** やること **
#1 タービン油のスラッジ特性を扱った本文の抜粋から、次の一文を英語に訳せ。「図9〜12で、各タービン油はそれぞれ微妙に挙動が異なっているため、判定にあたってはこれらの結果を総合して判定するのが好ましい。」
#2 エントリのうち、「the bus license」を含む行から「16L15 30L14 74L53」を含む行までを更新せよ。両端の行も含めて「omitted」を「left out」に置き換え、それ以外は何も変えずにこれらの行だけを書き出すこと。

━━ 本文の抜粋

図9からは、明確にスラッジ特性が良好なのはタービン油Aだけであった。
ただし、タービン油CとFについては、濾過残査量が飽和に達する傾向を示しており、より長時間の試験を行い、RBOT残存率が限界に近づいたときの濾過残査量を調べて判定する必要がある。
なお、タービン油Eについて実施した95℃と120℃の試験温度の比較試験では無次元化したRBOT残存率を横軸にとることにより劣化パターンがほぼ同様の傾向を示しており、120℃での加速試験が妥当であることを示している。
【0038】
片対数グラフを用いて縦軸に濾過残査量(mg/kg)、横軸にΔM(75%)をとり、酸化劣化試験の影響を調べた図を図10に示す。
図10からは、スラッジ特性が良好とされるのはタービン油AとBである。タービン油CとFについては、濾過残査量が飽和に達する傾向を示しており、より長時間の試験を行い、ΔM(75%)が400前後になったときの濾過残査量を判定する必要がある。
【0039】
図11にΔS/Sと濾過残査量の関係を示す。
図11からは、スラッジ特性が良好とされるのはタービン油Aだけである。タービン油CとFについては、濾過残査量が飽和に達する傾向を示しており、より長時間の試験を行い、ΔS/Sが0.5付近に達したときの濾過残査量を判定する必要がある。
【0040】
図12にS2/S1と濾過残査量の関係を示す。
図12からは、スラッジ特性が良好とされるのはタービン油Aだけである。タービン油CとFについては、濾過残査量が飽和に達する傾向を示しており、より長時間の試験を行い、S2/S1が1.0付近に達したときの濾過残査量を判定する必要がある。
【0041】
図9〜12に示したいずれの判定方法でもタービン油Aが良好であり、タービン油Bがそれに次いでいる。E、Fは濾過残査量が飽和に達する傾向があるので、スラッジ生成性が低いと推定されるが、さらに長時間の試験を行った上で正確な判断を下す余地が残されている。又、タービン油D、E、Gはいずれの判定方法でも不良と判断される。
図10に限ってタービン油Bが良好と判定され、これは良不良をどこで仕切るかの問題に依存しているが、全体的に見てこれらの手法はスラッジ生成性を充分に判定できることを示している。
図9〜12で、各タービン油はそれぞれ微妙に挙動が異なっているため、判定にあたってはこれらの結果を総合して判定するのが好ましい。

━━━━
━━ 与えられたエントリ

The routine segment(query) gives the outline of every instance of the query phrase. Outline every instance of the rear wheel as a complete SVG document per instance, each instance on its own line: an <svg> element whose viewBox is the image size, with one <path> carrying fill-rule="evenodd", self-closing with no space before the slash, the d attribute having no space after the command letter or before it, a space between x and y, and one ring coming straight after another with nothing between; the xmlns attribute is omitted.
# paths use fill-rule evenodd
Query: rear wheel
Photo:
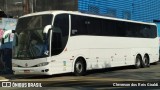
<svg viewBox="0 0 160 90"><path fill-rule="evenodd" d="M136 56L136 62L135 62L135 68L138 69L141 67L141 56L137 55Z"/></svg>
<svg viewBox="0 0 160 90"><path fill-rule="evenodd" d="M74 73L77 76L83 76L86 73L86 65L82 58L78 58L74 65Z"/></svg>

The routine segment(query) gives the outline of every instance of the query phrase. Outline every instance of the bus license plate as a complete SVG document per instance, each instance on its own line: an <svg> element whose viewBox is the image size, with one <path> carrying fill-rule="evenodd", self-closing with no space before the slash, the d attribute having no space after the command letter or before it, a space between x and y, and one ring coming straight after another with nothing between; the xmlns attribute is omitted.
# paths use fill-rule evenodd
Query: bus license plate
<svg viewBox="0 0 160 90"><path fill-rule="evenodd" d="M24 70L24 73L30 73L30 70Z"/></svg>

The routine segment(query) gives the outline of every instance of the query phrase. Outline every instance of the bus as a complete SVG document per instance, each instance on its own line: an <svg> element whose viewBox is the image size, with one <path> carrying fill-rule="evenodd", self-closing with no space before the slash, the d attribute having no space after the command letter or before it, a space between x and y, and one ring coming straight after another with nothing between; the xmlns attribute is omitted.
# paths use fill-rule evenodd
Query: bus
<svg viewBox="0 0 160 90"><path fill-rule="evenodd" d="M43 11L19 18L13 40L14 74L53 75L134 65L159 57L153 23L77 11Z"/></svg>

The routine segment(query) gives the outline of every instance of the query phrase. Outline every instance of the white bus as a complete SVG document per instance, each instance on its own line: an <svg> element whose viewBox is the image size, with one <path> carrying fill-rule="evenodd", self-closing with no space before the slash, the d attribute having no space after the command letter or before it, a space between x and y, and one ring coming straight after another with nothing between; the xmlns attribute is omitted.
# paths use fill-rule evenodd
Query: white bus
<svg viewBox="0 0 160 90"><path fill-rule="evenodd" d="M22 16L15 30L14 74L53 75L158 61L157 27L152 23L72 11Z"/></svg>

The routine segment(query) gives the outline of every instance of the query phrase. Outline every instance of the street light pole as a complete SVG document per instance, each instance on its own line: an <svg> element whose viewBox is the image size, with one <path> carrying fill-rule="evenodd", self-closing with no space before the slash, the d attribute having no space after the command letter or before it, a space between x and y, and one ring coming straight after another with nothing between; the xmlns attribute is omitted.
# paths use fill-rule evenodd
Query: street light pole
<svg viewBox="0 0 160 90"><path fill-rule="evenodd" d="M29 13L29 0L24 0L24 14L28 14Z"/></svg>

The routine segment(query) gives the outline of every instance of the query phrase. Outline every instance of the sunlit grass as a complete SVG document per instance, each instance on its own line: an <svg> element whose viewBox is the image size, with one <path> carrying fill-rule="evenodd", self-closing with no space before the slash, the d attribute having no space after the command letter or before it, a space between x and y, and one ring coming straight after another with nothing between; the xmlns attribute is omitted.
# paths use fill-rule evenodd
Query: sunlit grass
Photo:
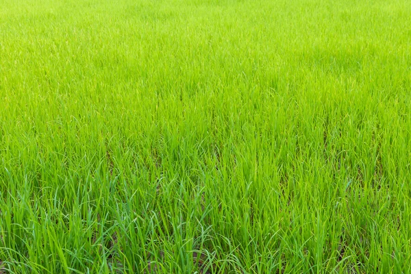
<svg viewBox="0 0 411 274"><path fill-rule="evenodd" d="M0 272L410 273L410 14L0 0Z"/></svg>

━━━━
━━ 与えられたエントリ

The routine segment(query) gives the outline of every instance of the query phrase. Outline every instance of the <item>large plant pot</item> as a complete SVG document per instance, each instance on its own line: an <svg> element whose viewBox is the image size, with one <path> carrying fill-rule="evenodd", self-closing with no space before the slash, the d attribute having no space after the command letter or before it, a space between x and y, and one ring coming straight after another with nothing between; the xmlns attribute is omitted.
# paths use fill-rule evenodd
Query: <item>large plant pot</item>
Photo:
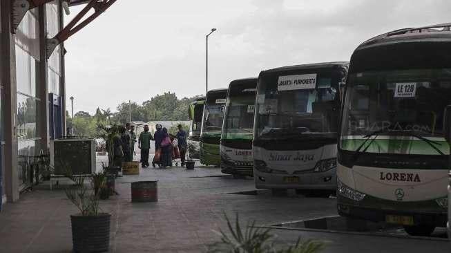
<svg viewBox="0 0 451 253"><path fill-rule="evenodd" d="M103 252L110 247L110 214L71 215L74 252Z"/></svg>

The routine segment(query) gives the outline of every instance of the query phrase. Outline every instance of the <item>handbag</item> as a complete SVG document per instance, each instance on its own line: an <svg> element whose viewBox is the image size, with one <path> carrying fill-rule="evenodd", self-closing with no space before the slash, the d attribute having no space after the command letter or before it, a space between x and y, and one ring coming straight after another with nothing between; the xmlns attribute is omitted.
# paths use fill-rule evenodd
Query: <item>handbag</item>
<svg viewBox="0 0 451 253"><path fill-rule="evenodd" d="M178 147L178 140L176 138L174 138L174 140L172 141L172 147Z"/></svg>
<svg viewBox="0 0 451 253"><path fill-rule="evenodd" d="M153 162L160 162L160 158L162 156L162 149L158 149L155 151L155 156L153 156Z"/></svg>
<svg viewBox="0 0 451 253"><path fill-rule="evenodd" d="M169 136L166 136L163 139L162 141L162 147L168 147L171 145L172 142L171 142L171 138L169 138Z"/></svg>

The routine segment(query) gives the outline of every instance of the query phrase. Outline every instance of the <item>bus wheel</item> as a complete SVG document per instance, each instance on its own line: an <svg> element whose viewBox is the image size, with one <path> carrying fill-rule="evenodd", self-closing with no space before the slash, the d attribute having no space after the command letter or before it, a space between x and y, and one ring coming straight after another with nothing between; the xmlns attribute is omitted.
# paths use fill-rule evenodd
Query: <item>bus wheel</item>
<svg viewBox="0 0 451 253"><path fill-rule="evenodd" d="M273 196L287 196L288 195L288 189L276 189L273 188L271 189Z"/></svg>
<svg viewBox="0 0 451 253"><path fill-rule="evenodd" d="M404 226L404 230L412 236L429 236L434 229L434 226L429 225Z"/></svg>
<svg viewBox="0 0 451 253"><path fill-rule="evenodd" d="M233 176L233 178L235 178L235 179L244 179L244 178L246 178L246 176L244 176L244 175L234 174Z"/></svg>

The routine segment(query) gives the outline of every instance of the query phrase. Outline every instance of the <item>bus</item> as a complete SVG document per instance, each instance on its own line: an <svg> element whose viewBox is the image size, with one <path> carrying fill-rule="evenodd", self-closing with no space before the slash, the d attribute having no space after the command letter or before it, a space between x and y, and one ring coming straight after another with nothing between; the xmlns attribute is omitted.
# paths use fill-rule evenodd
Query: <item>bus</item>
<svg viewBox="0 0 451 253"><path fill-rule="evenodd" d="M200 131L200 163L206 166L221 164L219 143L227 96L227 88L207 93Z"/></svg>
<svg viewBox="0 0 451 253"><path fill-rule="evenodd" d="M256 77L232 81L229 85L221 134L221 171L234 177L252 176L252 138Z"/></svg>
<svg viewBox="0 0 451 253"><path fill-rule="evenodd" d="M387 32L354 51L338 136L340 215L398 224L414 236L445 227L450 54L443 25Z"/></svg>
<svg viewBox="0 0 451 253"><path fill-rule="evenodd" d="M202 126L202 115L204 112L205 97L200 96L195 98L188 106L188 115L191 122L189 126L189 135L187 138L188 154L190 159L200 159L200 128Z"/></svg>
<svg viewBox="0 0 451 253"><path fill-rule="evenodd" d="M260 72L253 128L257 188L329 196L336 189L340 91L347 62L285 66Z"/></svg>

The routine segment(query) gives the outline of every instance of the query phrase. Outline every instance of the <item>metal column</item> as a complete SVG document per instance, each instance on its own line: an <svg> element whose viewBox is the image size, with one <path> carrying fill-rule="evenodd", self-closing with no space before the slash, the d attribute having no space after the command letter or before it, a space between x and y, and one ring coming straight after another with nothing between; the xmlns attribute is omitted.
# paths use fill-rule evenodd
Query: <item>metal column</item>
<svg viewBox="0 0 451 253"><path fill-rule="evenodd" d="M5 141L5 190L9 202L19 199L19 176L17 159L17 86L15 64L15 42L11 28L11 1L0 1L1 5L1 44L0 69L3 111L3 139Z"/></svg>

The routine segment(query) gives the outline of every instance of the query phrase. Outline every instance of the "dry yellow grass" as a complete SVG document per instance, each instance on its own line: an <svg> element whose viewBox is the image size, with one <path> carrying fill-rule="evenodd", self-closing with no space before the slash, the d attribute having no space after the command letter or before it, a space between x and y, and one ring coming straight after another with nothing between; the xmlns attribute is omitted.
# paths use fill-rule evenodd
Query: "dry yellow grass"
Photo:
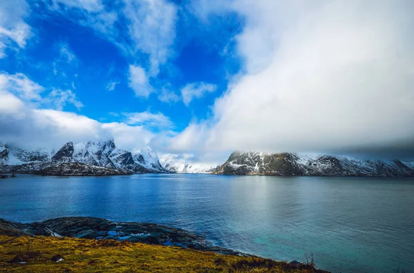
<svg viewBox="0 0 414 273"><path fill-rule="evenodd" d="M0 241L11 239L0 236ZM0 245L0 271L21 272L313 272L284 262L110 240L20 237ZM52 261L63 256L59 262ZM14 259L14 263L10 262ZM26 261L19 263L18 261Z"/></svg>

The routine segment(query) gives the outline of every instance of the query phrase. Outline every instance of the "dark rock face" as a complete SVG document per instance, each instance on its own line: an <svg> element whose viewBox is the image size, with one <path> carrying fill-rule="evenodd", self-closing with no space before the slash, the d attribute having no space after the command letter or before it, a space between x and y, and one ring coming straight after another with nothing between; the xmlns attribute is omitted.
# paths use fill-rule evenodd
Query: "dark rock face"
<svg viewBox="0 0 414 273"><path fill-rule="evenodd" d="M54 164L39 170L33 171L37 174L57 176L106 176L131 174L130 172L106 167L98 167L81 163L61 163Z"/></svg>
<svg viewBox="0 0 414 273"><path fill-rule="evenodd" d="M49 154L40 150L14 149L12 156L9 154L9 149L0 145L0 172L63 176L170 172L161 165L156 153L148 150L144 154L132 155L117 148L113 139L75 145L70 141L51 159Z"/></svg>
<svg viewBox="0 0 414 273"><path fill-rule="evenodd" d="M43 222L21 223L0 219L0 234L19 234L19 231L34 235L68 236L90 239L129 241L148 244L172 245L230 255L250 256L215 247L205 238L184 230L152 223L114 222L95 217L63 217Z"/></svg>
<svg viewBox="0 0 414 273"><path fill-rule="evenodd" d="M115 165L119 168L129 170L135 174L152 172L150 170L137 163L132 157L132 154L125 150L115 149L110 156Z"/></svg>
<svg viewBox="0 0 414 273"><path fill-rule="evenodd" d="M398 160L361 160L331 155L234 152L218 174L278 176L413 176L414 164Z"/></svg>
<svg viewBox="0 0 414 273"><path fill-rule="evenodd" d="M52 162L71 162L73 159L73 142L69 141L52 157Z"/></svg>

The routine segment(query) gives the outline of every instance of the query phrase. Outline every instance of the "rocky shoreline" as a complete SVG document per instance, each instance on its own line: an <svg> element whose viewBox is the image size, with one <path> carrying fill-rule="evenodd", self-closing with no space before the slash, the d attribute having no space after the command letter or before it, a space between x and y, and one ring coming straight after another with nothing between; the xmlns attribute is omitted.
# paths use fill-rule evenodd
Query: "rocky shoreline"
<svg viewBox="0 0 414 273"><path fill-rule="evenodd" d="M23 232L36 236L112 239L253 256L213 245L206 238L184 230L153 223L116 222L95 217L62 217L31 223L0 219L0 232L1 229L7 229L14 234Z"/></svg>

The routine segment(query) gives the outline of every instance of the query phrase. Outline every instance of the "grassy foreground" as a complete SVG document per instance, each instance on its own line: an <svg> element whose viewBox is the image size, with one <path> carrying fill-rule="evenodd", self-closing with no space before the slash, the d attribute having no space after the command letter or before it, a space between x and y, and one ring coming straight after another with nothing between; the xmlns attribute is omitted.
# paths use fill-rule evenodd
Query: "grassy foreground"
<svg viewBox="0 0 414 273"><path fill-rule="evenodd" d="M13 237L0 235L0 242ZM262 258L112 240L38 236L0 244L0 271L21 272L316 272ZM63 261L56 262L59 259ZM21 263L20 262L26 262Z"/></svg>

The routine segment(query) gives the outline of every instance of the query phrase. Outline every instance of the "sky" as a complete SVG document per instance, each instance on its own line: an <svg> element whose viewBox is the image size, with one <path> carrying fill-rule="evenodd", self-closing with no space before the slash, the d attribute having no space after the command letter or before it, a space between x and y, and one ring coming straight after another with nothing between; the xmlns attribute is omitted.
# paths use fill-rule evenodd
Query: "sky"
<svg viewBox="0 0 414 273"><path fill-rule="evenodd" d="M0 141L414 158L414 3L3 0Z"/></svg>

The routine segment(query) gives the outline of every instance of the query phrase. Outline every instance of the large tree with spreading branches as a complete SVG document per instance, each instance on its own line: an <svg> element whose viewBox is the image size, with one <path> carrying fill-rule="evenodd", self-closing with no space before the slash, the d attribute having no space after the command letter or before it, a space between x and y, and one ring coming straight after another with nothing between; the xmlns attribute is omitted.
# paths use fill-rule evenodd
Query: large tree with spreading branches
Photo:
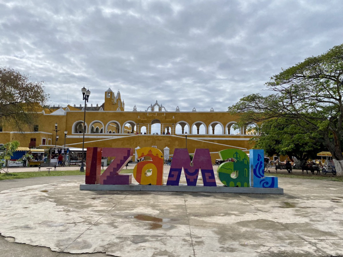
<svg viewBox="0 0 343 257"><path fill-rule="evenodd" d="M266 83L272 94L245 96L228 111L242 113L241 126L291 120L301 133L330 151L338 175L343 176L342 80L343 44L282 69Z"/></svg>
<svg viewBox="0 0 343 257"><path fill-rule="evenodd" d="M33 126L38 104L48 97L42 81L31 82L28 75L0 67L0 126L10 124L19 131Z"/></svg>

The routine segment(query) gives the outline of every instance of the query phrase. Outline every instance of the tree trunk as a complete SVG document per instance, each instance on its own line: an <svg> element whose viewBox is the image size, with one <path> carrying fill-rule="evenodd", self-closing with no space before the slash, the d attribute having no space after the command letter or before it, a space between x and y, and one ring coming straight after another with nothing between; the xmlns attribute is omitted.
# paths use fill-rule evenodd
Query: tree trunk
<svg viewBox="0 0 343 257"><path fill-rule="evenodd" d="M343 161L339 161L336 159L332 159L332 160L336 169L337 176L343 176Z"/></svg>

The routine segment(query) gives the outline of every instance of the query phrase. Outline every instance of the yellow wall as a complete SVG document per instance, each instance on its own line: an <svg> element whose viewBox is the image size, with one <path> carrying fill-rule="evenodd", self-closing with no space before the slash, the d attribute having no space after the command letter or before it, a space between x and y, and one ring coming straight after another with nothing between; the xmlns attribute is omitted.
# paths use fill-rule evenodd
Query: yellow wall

━━━━

** 課題の解答 **
#1 In Figures 9 to 12, each turbine oil behaves slightly differently, so it is preferable to make the determination by combining these results.

#2
The routine segment(query) gives the outline of every instance of the query phrase. Outline every instance of the bus license plate as a complete SVG document per instance, each instance on its own line: an <svg> element whose viewBox is the image size, with one <path> carrying fill-rule="evenodd", self-closing with no space before the slash, the d attribute having no space after the command letter or before it, a space between x and y, and one ring coming straight after another with nothing between; the xmlns attribute is left out.
# paths use fill-rule evenodd
Query: bus license plate
<svg viewBox="0 0 160 90"><path fill-rule="evenodd" d="M24 70L24 73L30 73L30 70Z"/></svg>

The routine segment(query) gives the outline of every instance of the query phrase. Outline every instance of the bus as a complete SVG document per instance, each instance on its own line: an <svg> element whose viewBox is the image size, with one <path> carrying fill-rule="evenodd", self-closing with no space before the slash, the d attribute having no space after the command letter or before it, a space between x and y, and one ring coming straight after another with nothing between; the xmlns attribute is left out.
# paths use fill-rule evenodd
Query: bus
<svg viewBox="0 0 160 90"><path fill-rule="evenodd" d="M43 11L19 18L13 40L14 74L53 75L134 65L159 57L153 23L77 11Z"/></svg>

The routine segment(query) gives the outline of every instance of the query phrase. Outline every instance of the white bus as a complete SVG document per instance, each instance on its own line: an <svg> element whose viewBox is the image size, with one <path> carrying fill-rule="evenodd", self-closing with no space before the slash, the d attribute having no space after the command letter or before it, a space between x and y, and one ring coming straight after another with nothing between; the xmlns attribute is left out.
# paths use fill-rule evenodd
Query: white bus
<svg viewBox="0 0 160 90"><path fill-rule="evenodd" d="M22 16L15 30L14 74L53 75L158 61L157 27L152 23L72 11Z"/></svg>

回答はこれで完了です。